(Dataset records)
::::
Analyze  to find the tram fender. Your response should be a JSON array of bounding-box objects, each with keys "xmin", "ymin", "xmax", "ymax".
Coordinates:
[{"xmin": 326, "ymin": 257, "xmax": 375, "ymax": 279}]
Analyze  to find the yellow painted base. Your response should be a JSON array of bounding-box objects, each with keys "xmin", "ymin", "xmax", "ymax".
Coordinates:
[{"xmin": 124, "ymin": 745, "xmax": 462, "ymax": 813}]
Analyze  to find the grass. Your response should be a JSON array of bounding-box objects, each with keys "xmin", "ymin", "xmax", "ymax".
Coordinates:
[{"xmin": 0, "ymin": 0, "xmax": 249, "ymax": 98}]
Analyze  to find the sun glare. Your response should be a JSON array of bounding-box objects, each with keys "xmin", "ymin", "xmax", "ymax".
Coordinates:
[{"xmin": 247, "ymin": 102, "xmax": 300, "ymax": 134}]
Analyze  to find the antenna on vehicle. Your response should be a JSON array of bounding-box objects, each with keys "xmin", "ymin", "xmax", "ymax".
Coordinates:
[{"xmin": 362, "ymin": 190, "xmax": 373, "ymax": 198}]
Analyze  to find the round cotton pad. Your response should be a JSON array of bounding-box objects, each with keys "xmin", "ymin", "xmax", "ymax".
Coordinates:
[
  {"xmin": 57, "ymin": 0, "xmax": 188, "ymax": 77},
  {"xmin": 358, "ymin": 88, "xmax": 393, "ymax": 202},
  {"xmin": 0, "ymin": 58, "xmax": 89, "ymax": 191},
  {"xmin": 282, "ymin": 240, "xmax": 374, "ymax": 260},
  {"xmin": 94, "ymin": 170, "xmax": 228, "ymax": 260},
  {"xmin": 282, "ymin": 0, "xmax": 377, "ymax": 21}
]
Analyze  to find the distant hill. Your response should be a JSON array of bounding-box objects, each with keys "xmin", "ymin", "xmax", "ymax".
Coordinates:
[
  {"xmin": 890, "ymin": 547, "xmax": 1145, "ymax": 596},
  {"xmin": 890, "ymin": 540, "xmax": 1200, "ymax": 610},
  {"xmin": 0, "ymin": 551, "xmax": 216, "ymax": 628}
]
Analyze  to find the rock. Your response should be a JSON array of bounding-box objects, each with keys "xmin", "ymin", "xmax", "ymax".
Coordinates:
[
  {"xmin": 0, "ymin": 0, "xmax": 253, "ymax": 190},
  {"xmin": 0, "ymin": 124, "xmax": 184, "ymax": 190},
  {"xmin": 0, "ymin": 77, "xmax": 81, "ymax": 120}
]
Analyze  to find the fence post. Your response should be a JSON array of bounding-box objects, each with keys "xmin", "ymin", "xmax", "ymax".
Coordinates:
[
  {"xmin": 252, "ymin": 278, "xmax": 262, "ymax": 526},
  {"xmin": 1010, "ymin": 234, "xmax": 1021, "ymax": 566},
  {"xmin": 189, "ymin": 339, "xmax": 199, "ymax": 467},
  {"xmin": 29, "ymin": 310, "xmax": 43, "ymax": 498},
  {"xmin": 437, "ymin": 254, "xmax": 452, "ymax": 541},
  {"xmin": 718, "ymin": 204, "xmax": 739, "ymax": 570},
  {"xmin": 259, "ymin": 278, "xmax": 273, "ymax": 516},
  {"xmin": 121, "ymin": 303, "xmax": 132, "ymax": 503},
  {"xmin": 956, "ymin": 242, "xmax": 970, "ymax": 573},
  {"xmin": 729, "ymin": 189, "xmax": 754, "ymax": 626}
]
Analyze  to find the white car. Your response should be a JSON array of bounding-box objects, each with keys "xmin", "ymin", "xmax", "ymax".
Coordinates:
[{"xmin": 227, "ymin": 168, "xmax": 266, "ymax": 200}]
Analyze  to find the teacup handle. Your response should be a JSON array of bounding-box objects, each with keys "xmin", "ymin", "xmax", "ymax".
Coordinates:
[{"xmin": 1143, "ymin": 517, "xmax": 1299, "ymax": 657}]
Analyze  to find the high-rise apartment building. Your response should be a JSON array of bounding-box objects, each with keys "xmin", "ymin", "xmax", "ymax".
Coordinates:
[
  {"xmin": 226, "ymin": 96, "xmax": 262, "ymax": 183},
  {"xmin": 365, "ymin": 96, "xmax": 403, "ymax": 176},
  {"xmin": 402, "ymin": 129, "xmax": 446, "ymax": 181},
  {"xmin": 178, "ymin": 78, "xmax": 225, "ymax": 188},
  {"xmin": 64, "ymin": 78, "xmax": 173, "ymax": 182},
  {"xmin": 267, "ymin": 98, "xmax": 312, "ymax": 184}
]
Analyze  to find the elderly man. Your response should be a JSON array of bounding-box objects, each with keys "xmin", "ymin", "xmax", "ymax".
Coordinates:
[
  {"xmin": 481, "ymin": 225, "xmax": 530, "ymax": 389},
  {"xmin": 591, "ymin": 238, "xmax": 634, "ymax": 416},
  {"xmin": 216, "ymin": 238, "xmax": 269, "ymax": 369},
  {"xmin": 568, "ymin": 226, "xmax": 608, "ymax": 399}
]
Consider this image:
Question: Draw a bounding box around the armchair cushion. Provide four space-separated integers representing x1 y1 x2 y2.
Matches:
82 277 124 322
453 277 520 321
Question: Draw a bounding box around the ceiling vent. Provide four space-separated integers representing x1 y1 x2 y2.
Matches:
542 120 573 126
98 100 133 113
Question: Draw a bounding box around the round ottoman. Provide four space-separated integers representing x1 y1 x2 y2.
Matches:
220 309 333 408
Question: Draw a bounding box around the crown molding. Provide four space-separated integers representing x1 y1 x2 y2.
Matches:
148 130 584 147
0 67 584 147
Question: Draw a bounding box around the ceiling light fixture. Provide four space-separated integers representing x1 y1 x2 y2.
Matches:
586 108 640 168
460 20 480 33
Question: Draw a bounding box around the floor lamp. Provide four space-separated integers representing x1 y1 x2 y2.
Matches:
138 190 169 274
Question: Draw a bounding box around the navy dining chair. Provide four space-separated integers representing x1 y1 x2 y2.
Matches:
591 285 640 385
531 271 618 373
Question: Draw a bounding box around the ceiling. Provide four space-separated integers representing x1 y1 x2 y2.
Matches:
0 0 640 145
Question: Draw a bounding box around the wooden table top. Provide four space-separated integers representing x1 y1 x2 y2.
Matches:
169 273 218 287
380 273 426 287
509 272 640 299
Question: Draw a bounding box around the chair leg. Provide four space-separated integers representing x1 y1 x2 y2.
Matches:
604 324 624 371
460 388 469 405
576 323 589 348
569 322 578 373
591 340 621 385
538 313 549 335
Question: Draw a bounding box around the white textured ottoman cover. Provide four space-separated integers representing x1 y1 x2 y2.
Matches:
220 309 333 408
::::
Extract every line of the listing that contains the word "ottoman".

Question: Draw a bounding box around the round ottoman. Provide four space-separated integers representing x1 y1 x2 y2.
Question: Draw a bounding box around the white textured ottoman cover. Provide four space-separated integers representing x1 y1 x2 y2.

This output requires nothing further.